Exercise brief »
Beginning at the line that contains "camera body, reporting", reproduce every line to the end of the material without changing any of them.

########################################

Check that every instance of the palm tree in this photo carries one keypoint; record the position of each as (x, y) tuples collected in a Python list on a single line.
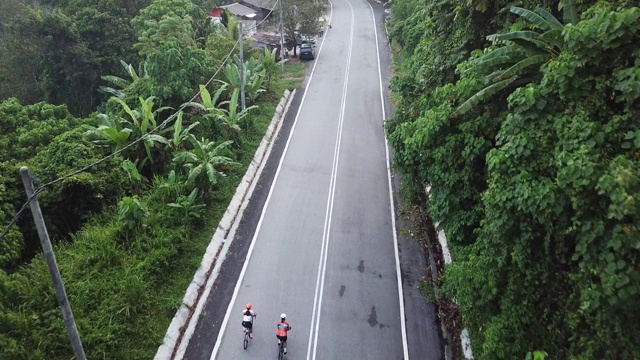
[(120, 82), (522, 50), (209, 103), (142, 121), (204, 162), (230, 117), (109, 132), (179, 133)]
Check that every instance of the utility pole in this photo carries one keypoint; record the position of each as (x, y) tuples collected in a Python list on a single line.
[(241, 66), (281, 36), (61, 293)]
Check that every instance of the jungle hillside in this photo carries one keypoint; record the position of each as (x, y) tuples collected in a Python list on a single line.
[(522, 117), (128, 115)]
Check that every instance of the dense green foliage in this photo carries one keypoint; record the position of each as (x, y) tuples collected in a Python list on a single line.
[(536, 182), (130, 231)]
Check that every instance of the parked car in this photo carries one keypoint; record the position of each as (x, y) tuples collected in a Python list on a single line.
[(306, 51)]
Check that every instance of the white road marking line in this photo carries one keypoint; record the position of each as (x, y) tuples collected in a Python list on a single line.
[(403, 324), (223, 326), (332, 191)]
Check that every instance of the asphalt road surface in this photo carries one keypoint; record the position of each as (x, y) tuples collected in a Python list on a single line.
[(324, 250)]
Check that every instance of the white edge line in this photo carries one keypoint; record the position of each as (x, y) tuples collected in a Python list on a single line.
[(257, 163), (403, 324), (322, 247), (333, 190), (216, 348)]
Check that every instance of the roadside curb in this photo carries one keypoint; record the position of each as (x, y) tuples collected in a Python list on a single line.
[(183, 324), (465, 339)]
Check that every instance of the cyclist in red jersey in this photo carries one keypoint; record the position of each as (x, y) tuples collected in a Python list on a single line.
[(283, 327), (247, 319)]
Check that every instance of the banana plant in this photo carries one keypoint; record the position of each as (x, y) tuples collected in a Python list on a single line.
[(270, 65), (142, 121), (230, 117), (521, 51), (205, 162), (120, 82), (209, 103), (109, 132), (254, 77), (189, 206), (180, 133)]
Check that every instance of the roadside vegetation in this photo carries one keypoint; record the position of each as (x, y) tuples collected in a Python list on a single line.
[(79, 81), (523, 118)]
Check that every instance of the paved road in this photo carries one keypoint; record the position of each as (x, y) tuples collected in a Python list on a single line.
[(324, 248)]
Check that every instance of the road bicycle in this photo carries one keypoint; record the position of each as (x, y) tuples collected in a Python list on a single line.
[(247, 337), (280, 350)]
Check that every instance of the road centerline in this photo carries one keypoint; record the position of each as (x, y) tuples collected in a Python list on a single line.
[(322, 266), (266, 204)]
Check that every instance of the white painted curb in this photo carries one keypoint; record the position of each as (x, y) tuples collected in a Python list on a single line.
[(183, 324), (465, 339)]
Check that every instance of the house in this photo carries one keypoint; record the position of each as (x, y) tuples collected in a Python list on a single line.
[(240, 11), (216, 15), (263, 8)]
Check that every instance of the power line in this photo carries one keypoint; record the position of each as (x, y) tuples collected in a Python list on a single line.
[(142, 138), (115, 153)]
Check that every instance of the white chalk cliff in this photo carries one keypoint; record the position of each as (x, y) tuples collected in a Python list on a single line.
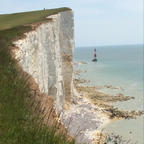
[(46, 53)]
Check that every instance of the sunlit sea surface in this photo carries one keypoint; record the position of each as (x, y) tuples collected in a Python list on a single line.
[(119, 66)]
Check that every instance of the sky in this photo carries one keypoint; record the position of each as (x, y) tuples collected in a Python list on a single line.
[(97, 22)]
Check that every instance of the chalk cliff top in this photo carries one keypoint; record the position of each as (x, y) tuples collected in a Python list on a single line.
[(8, 21)]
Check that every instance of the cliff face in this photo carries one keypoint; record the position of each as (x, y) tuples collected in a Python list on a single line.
[(46, 53)]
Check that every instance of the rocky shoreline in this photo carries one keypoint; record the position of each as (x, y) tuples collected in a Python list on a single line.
[(91, 110)]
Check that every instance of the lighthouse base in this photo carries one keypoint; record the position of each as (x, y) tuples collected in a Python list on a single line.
[(94, 60)]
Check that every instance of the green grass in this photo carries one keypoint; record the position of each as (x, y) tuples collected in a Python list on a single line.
[(18, 123), (13, 20)]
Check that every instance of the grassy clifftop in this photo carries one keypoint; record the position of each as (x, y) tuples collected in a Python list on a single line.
[(18, 123), (17, 19)]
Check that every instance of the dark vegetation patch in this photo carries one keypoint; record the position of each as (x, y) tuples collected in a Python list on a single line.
[(18, 122)]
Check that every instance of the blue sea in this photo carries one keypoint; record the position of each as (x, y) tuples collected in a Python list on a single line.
[(118, 66)]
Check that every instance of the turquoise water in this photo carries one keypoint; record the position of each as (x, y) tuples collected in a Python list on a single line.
[(119, 66)]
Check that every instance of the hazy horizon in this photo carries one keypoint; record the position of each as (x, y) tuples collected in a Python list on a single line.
[(97, 22)]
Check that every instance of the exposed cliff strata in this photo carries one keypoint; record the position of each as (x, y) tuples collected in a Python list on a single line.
[(46, 53)]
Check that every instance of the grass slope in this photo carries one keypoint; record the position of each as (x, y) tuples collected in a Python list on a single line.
[(18, 124)]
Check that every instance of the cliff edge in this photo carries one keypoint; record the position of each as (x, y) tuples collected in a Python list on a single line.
[(46, 53)]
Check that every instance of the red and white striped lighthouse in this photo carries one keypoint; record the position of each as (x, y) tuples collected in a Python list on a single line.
[(95, 57)]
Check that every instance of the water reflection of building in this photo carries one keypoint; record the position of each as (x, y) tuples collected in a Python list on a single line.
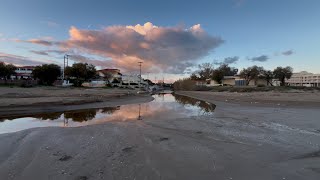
[(139, 114)]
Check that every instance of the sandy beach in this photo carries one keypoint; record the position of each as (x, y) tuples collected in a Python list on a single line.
[(19, 102), (250, 136)]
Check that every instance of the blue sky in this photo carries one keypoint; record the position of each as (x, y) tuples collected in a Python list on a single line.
[(267, 33)]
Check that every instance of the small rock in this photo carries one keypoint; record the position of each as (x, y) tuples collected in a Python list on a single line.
[(164, 139), (65, 158)]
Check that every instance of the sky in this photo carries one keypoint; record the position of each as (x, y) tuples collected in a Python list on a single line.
[(170, 37)]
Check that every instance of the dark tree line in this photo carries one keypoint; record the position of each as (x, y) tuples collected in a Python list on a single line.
[(6, 70), (256, 72), (207, 71)]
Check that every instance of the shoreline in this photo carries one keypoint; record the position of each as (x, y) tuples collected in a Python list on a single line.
[(32, 104), (235, 142), (259, 99)]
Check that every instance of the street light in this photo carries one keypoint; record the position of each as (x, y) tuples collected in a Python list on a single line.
[(140, 64), (65, 62)]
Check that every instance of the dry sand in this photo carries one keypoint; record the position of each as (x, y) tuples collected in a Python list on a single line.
[(239, 141)]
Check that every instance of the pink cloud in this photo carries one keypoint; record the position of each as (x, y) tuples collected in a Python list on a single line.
[(161, 49), (21, 60)]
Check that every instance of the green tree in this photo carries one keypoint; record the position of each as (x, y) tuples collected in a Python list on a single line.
[(267, 75), (251, 73), (223, 70), (6, 70), (47, 73), (205, 71), (80, 72), (282, 74)]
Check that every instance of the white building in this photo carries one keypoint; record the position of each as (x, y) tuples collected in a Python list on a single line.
[(24, 72), (304, 79), (133, 81)]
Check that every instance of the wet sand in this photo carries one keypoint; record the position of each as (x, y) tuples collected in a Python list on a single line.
[(19, 102), (239, 141)]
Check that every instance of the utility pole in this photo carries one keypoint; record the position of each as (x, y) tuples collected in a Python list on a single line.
[(140, 64)]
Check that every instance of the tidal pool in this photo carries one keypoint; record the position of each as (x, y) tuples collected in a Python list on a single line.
[(163, 105)]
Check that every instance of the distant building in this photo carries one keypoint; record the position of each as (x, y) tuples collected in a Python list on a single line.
[(23, 72), (238, 81), (304, 79), (110, 74), (133, 81)]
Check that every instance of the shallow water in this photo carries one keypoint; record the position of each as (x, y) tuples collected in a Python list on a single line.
[(163, 105)]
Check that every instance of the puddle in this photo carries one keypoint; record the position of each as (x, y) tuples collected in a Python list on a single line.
[(167, 106)]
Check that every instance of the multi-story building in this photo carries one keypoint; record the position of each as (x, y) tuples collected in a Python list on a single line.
[(23, 72), (304, 79)]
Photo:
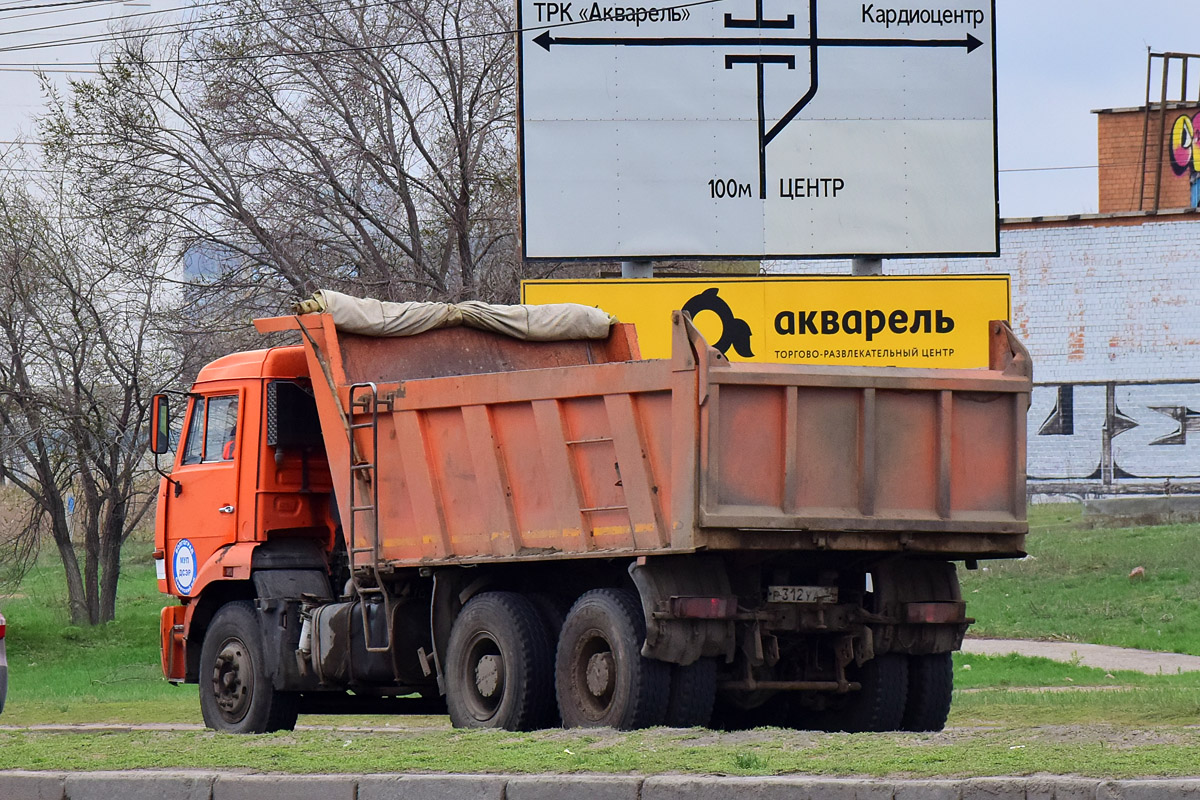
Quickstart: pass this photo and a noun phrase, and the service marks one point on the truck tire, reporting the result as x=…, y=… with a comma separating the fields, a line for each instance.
x=930, y=689
x=879, y=705
x=237, y=695
x=600, y=677
x=499, y=665
x=693, y=695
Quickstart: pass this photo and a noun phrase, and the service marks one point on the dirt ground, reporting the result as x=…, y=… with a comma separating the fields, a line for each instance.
x=1089, y=655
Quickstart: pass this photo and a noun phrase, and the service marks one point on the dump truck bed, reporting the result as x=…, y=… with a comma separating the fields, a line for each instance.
x=468, y=446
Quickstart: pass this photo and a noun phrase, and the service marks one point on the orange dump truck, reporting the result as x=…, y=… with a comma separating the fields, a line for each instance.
x=533, y=534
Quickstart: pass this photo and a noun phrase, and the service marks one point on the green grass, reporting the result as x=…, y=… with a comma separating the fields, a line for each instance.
x=1075, y=585
x=61, y=673
x=1011, y=715
x=1105, y=751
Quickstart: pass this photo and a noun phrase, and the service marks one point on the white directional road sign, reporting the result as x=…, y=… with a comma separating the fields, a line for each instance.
x=757, y=128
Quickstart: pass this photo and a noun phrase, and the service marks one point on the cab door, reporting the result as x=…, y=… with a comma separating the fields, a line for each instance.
x=203, y=517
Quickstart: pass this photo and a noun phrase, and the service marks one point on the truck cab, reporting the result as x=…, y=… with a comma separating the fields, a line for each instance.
x=250, y=489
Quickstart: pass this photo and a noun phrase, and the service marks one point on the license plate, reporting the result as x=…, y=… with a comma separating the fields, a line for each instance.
x=802, y=594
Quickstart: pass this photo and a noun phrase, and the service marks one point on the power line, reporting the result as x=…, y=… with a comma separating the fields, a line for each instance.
x=336, y=50
x=94, y=38
x=1051, y=169
x=77, y=23
x=55, y=5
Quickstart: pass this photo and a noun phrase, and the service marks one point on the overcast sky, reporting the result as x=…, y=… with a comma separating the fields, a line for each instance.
x=1057, y=61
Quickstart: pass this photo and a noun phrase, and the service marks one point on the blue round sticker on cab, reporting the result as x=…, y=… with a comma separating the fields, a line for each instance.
x=183, y=566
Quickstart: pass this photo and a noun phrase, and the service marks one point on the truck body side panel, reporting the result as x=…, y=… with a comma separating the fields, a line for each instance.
x=484, y=456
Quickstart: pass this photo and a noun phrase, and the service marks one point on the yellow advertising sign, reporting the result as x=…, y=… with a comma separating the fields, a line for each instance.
x=894, y=320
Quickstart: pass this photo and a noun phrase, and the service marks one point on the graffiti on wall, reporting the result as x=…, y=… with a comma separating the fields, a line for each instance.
x=1115, y=432
x=1185, y=148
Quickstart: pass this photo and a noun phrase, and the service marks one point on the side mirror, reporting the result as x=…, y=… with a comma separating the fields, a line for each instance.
x=160, y=425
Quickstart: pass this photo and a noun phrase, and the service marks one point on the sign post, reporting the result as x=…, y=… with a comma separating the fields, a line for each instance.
x=757, y=128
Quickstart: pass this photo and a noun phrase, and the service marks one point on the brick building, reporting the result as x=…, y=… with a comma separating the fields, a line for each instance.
x=1149, y=158
x=1109, y=306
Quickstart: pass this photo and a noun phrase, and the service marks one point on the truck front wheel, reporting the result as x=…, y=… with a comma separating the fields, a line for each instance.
x=600, y=675
x=498, y=665
x=237, y=695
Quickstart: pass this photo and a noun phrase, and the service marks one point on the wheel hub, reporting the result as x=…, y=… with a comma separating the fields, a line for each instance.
x=600, y=674
x=233, y=680
x=489, y=674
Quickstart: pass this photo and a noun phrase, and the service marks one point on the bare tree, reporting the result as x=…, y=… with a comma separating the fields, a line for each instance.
x=359, y=145
x=82, y=294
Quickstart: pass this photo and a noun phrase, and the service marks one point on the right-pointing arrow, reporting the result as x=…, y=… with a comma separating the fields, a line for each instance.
x=545, y=40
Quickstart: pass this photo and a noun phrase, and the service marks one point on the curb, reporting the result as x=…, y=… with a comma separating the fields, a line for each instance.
x=214, y=786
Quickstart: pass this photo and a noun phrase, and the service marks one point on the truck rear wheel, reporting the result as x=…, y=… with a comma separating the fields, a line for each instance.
x=237, y=695
x=930, y=690
x=693, y=695
x=600, y=677
x=499, y=665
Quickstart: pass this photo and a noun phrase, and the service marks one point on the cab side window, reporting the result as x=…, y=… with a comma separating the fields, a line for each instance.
x=193, y=446
x=211, y=429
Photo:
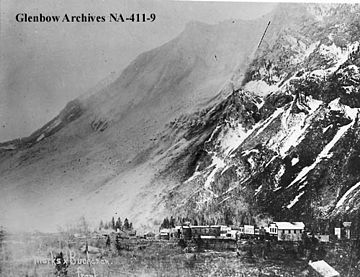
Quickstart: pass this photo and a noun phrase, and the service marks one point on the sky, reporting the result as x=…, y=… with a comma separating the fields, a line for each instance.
x=45, y=65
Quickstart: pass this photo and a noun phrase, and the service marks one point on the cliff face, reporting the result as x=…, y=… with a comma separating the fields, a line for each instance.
x=284, y=145
x=96, y=156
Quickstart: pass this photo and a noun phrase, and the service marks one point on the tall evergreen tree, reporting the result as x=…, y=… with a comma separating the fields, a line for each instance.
x=113, y=223
x=126, y=224
x=101, y=225
x=118, y=224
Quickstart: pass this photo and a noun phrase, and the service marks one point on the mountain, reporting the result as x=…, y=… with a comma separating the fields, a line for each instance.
x=285, y=145
x=96, y=156
x=208, y=126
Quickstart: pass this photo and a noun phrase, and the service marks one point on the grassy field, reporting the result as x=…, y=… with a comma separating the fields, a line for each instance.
x=138, y=257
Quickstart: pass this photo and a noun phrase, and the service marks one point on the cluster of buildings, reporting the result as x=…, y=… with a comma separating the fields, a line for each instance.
x=279, y=231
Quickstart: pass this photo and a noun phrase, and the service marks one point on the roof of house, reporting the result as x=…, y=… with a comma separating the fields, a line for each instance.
x=290, y=225
x=324, y=269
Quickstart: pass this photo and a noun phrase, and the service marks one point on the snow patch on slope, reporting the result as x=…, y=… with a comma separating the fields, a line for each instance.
x=346, y=199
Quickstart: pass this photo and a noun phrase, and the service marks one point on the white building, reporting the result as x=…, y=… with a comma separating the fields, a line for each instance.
x=287, y=231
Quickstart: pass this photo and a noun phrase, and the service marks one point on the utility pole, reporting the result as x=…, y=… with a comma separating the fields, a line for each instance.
x=264, y=34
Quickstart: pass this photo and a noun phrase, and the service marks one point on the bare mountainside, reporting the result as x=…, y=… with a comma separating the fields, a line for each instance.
x=104, y=152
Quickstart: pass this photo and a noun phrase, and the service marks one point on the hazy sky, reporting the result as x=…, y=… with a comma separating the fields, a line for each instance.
x=45, y=65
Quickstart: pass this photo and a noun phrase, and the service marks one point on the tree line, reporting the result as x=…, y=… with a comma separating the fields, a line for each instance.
x=116, y=224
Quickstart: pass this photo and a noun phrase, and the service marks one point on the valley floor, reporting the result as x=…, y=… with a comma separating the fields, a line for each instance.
x=32, y=255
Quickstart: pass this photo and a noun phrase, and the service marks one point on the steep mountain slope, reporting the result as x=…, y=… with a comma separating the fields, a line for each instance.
x=187, y=131
x=95, y=157
x=286, y=144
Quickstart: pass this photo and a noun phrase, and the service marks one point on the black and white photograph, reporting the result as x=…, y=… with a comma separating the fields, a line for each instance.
x=179, y=138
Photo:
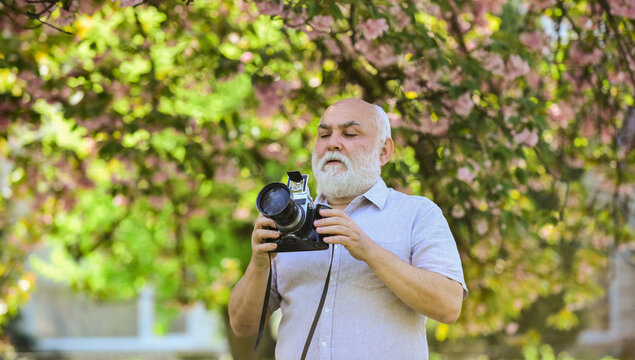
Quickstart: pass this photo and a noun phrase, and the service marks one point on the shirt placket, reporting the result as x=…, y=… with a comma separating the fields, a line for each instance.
x=325, y=325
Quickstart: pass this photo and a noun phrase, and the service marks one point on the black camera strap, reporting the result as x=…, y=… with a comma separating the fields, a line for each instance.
x=316, y=318
x=263, y=314
x=320, y=306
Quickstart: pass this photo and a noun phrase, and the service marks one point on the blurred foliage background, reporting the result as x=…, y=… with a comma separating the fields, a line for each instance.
x=135, y=136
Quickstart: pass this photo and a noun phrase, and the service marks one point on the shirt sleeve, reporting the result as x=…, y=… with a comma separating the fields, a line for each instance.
x=433, y=246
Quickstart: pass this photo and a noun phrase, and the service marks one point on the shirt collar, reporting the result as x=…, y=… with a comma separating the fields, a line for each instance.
x=377, y=194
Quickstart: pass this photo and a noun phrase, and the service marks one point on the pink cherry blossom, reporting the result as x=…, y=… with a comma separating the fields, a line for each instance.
x=271, y=8
x=532, y=40
x=581, y=57
x=481, y=226
x=625, y=8
x=516, y=67
x=126, y=3
x=463, y=105
x=372, y=28
x=464, y=174
x=246, y=57
x=294, y=19
x=526, y=137
x=332, y=46
x=403, y=19
x=494, y=64
x=322, y=23
x=561, y=113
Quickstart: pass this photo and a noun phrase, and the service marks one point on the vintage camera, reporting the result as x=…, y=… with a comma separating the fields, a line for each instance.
x=291, y=208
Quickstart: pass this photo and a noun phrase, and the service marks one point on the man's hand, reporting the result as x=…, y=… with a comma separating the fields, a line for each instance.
x=264, y=230
x=341, y=229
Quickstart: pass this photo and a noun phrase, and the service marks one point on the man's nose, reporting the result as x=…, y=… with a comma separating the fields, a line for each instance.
x=334, y=143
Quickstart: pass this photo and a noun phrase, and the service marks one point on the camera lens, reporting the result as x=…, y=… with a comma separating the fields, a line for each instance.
x=275, y=202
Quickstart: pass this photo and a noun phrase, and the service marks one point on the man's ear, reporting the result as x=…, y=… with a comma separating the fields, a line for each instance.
x=386, y=151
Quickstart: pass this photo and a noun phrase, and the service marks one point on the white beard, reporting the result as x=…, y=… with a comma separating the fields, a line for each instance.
x=351, y=177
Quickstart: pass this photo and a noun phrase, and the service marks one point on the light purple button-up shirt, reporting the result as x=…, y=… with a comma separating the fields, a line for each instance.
x=362, y=318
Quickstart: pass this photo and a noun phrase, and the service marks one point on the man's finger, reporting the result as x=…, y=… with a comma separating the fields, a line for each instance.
x=334, y=230
x=263, y=234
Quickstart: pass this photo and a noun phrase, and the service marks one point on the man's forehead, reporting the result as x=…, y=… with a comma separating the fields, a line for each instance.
x=344, y=124
x=348, y=114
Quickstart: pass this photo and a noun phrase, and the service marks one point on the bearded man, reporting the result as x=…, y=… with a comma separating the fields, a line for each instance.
x=395, y=262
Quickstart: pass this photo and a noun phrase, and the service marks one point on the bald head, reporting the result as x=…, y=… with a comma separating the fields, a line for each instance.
x=363, y=110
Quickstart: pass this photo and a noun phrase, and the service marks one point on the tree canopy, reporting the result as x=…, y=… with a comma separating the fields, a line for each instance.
x=136, y=135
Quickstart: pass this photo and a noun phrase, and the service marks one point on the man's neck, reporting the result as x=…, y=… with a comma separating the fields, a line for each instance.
x=340, y=203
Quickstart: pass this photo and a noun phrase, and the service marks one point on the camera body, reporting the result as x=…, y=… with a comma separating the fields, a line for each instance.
x=290, y=206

########################################

Exercise response »
Quickstart: pass this photo and a noun phrase, and the service marks one point on the camera body, reporting the result as x=…, y=… with a comma separating the fields, a line for each instance.
x=290, y=206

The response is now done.